#### SOURCE EXTRACT ####

Open Access Research Article

Nasopharyngeal Colonization with Streptococcus Pneumoniae in Healthy Infants Less Than 60 Days Attending the Outpatient Clinic of Alexandria University Children’s Hospital

Ahmed El Nawawy, Soad Farid Hafez, Manal Abdel Malek Antonios and Ashraf Khamis Mahmoud*

Department of pediatrics, Faculty of Medicine, Alexandria University, Egypt

Corresponding Author

Received Date: November 06, 2019;  Published Date: November 14, 2019

Abstract

Streptococcus pneumoniae (pneumococcus) is a bacterial pathogen that affects children and adults worldwide [1]. Although S. pneumoniae is the leading bacterial cause of respiratory tract infections, it is also capable of causing a wide variety of infectious syndromes including meningitis, peritonitis, and sepsis [2-4]. The present study is to determine the prevalence of pneumococcus colonization among apparently healthy infants below 60 days of age and to identify the prevalent pneumococcal serotypes among this infant population In this study over a period of 14 months. Sample size was found to be 531 infants. The sample was selected by the systematic random procedure [5]. The results revealed that 0.75 % (n=4/531) of infants showed positive carriage of pneumococcus in their nasopharynx.

####

- EXERCISE
Can you copy the pneumococcus study word for word, everything from "Corresponding Author" down to "in their nasopharynx."?

#### GIVEN INFORMATION ####

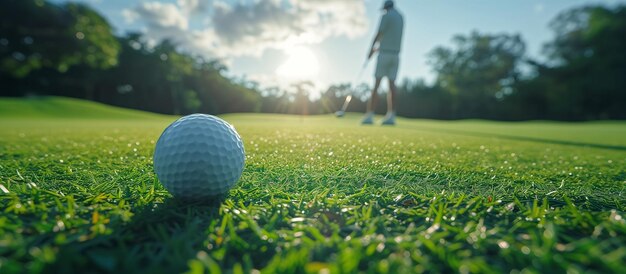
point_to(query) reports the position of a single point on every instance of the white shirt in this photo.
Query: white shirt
(390, 28)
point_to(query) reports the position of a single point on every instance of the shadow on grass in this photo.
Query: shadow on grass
(519, 138)
(159, 239)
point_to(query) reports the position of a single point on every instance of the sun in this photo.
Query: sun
(301, 64)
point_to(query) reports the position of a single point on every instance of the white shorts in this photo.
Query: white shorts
(387, 65)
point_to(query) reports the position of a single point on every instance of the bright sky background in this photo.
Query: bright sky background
(277, 42)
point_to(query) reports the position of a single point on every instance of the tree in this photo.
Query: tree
(38, 34)
(478, 72)
(585, 76)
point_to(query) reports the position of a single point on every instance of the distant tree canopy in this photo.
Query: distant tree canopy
(70, 50)
(479, 71)
(37, 34)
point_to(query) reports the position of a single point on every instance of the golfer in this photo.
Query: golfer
(387, 42)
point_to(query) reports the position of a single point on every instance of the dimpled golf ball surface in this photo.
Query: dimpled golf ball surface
(199, 157)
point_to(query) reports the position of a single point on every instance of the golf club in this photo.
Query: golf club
(342, 112)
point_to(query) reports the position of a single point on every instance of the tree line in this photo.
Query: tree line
(70, 50)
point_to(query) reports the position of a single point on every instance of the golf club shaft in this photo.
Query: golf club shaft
(358, 77)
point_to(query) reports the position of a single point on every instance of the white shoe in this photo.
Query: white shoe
(390, 119)
(368, 119)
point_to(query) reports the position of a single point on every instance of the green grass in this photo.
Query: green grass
(317, 194)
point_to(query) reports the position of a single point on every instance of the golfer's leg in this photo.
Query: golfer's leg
(374, 98)
(391, 96)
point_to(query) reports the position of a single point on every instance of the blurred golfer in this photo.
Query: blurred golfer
(388, 39)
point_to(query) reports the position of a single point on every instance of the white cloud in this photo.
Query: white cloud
(251, 27)
(161, 15)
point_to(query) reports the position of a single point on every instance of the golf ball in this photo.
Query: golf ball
(199, 157)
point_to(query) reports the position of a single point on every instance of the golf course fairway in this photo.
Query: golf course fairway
(318, 195)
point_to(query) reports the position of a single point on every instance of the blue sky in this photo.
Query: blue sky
(257, 38)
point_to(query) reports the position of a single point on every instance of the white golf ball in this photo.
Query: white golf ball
(199, 157)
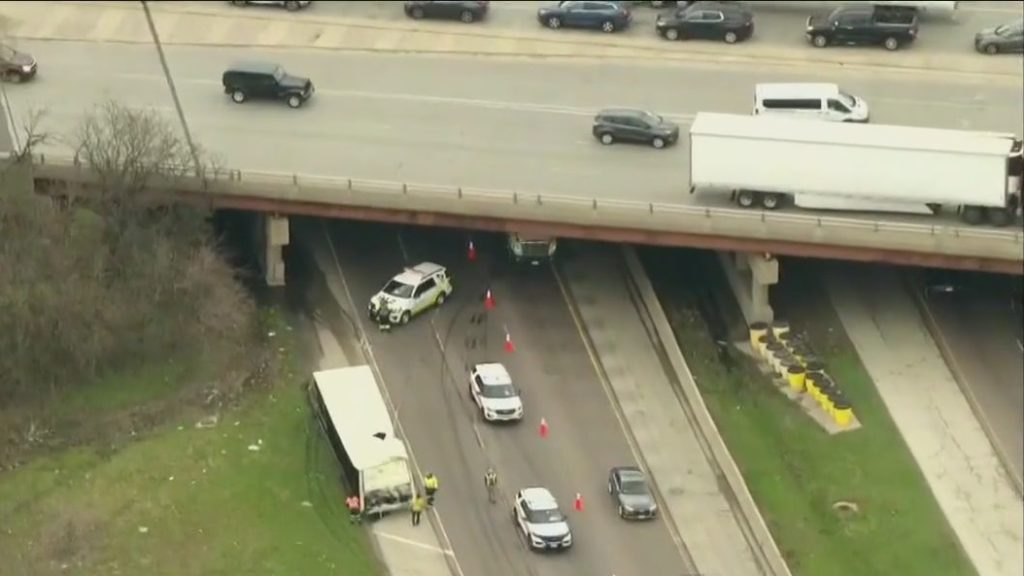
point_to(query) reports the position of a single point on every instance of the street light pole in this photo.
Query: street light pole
(174, 91)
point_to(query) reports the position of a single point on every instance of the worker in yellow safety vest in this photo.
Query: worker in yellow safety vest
(430, 487)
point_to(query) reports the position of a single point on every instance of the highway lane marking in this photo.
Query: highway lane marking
(375, 366)
(610, 395)
(412, 542)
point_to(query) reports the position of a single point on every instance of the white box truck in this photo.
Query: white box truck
(352, 413)
(764, 161)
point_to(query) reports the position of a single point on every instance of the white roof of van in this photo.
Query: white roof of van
(843, 133)
(807, 89)
(357, 411)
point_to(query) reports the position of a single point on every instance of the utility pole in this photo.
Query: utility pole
(174, 92)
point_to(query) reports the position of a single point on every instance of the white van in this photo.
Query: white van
(823, 101)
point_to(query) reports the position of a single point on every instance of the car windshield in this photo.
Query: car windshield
(546, 517)
(499, 391)
(634, 486)
(398, 289)
(849, 100)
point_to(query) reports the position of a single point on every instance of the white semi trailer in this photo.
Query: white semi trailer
(764, 161)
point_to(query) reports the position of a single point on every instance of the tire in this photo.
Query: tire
(747, 199)
(973, 215)
(999, 217)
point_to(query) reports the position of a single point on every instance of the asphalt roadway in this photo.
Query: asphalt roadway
(558, 382)
(511, 124)
(777, 24)
(982, 330)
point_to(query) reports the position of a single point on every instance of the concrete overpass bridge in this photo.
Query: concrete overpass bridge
(748, 240)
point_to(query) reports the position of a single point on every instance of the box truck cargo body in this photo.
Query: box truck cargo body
(763, 160)
(351, 411)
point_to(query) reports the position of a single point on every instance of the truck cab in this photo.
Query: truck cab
(535, 249)
(892, 27)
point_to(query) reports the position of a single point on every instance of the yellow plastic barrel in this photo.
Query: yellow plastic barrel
(779, 327)
(842, 412)
(796, 375)
(762, 346)
(758, 329)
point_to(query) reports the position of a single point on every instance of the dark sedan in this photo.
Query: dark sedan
(634, 126)
(604, 15)
(1001, 39)
(707, 21)
(465, 11)
(629, 490)
(15, 66)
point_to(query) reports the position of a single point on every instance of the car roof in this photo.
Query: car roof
(493, 373)
(257, 67)
(630, 472)
(416, 274)
(540, 498)
(796, 89)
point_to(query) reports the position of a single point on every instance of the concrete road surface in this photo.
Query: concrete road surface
(777, 24)
(982, 331)
(481, 123)
(558, 382)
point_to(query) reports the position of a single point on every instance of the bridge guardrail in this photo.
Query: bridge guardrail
(941, 237)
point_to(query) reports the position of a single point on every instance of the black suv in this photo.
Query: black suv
(636, 126)
(268, 81)
(707, 21)
(856, 25)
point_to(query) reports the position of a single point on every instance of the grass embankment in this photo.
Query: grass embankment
(796, 470)
(184, 500)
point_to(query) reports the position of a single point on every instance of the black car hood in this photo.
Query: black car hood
(290, 81)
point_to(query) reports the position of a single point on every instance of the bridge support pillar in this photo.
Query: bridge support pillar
(751, 276)
(272, 235)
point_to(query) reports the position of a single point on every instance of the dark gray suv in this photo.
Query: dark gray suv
(634, 126)
(265, 81)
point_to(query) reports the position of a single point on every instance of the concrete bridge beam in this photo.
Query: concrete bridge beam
(751, 277)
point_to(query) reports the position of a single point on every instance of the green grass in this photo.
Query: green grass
(796, 471)
(209, 504)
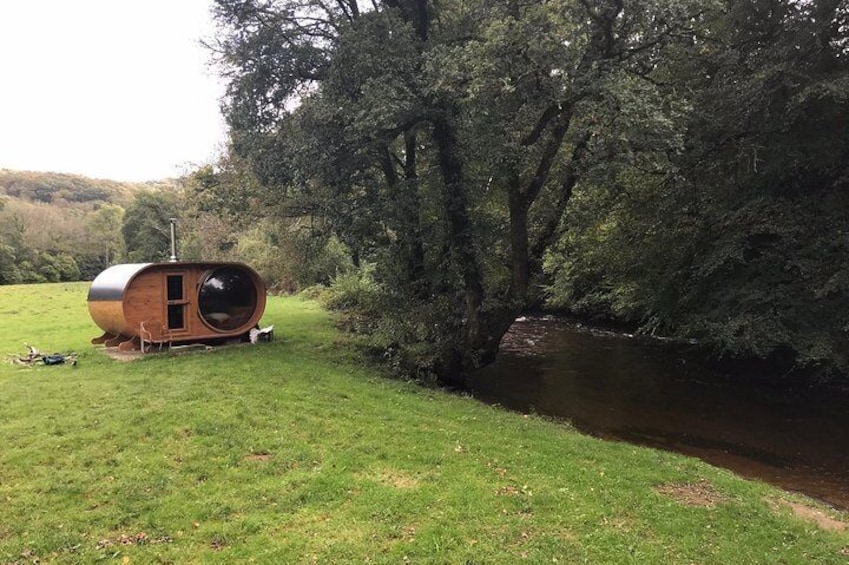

####

- TASK RESULT
Corresponding Author

Received Date: November 06, 2019;  Published Date: November 14, 2019

Abstract

Streptococcus pneumoniae (pneumococcus) is a bacterial pathogen that affects children and adults worldwide [1]. Although S. pneumoniae is the leading bacterial cause of respiratory tract infections, it is also capable of causing a wide variety of infectious syndromes including meningitis, peritonitis, and sepsis [2-4]. The present study is to determine the prevalence of pneumococcus colonization among apparently healthy infants below 60 days of age and to identify the prevalent pneumococcal serotypes among this infant population In this study over a period of 14 months. Sample size was found to be 531 infants. The sample was selected by the systematic random procedure [5]. The results revealed that 0.75 % (n=4/531) of infants showed positive carriage of pneumococcus in their nasopharynx.